# DESCRIPTION OF THE TASK
Once the line containing "Target: white bucket hat" is located, output it and every line after it through the end of the records, exactly as written and nothing else.

# INPUT DATA
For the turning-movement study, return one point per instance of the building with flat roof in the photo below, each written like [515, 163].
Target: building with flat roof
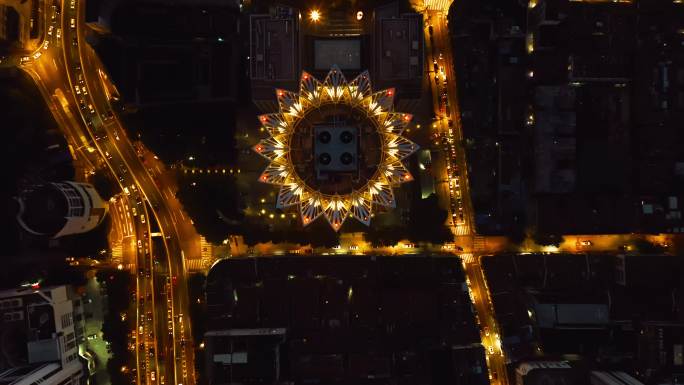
[40, 332]
[388, 41]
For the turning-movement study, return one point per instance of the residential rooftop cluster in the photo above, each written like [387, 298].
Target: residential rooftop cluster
[619, 312]
[571, 114]
[342, 319]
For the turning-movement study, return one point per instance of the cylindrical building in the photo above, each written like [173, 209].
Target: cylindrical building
[58, 209]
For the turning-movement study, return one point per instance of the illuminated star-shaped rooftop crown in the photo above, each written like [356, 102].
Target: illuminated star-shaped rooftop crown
[293, 107]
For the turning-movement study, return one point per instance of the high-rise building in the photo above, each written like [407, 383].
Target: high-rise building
[40, 330]
[61, 208]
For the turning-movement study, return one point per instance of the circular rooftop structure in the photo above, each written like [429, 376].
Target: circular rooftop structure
[335, 148]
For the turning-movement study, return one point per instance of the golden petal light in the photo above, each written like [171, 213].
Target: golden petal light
[281, 171]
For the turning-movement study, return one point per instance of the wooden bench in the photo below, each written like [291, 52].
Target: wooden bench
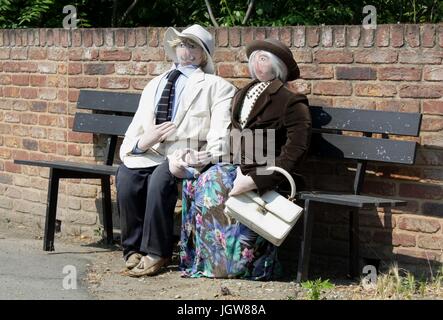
[112, 114]
[328, 141]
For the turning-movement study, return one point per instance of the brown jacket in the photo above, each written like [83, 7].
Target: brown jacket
[288, 113]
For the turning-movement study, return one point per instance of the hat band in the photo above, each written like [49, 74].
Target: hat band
[204, 44]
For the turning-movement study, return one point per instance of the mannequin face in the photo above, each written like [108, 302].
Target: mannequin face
[189, 53]
[263, 66]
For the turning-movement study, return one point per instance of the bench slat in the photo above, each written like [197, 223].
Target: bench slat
[70, 165]
[101, 123]
[397, 123]
[108, 101]
[352, 200]
[363, 148]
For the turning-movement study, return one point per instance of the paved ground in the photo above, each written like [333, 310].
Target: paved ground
[27, 272]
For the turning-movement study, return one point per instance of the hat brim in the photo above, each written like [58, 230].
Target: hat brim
[288, 60]
[172, 34]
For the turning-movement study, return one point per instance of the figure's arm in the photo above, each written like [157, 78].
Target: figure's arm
[297, 122]
[218, 135]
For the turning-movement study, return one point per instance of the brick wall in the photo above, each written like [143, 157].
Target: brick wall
[396, 67]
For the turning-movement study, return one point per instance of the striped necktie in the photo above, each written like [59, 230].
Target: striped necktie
[166, 103]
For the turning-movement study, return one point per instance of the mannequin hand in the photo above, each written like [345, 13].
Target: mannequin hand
[242, 184]
[157, 134]
[197, 158]
[180, 168]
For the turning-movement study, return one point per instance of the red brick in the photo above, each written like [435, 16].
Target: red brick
[5, 53]
[141, 36]
[367, 37]
[152, 54]
[375, 56]
[418, 224]
[37, 53]
[312, 36]
[433, 73]
[430, 242]
[11, 167]
[115, 55]
[38, 80]
[226, 70]
[120, 37]
[83, 82]
[397, 33]
[74, 68]
[87, 35]
[333, 56]
[300, 87]
[421, 91]
[28, 93]
[80, 137]
[399, 73]
[234, 37]
[339, 35]
[425, 56]
[99, 68]
[114, 83]
[97, 37]
[19, 53]
[355, 73]
[382, 36]
[139, 83]
[428, 35]
[39, 106]
[224, 55]
[413, 35]
[326, 36]
[47, 146]
[299, 36]
[433, 208]
[433, 107]
[354, 103]
[333, 88]
[20, 80]
[403, 239]
[222, 37]
[153, 37]
[375, 90]
[130, 37]
[421, 191]
[432, 123]
[285, 36]
[353, 35]
[316, 72]
[30, 144]
[247, 35]
[74, 150]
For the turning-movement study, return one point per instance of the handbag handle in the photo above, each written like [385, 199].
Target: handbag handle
[288, 176]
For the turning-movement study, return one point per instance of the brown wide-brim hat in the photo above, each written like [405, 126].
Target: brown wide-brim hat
[280, 50]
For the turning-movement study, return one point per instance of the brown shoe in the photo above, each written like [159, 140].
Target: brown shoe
[133, 260]
[148, 266]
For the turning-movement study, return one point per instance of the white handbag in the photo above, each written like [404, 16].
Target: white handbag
[271, 216]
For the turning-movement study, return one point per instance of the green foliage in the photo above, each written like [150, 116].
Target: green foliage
[111, 13]
[316, 287]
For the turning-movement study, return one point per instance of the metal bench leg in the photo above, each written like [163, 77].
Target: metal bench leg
[51, 210]
[353, 243]
[305, 246]
[107, 210]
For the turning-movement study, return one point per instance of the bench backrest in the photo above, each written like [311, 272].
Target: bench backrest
[328, 139]
[112, 114]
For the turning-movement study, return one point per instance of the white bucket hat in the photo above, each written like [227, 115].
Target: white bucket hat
[197, 34]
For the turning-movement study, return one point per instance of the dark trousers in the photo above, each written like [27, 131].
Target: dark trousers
[146, 198]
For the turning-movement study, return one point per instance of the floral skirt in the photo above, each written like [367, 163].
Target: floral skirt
[214, 245]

# OUTPUT BELOW
Target: white bucket hat
[197, 34]
For the turning-movement study, return one point per instance of the dark trousers in the photo above, each written like [27, 131].
Target: dark trousers
[146, 198]
For the turning-movement study, return one point per instance of the floral skirt in the photo above, each written like [367, 163].
Target: floral skirt
[214, 245]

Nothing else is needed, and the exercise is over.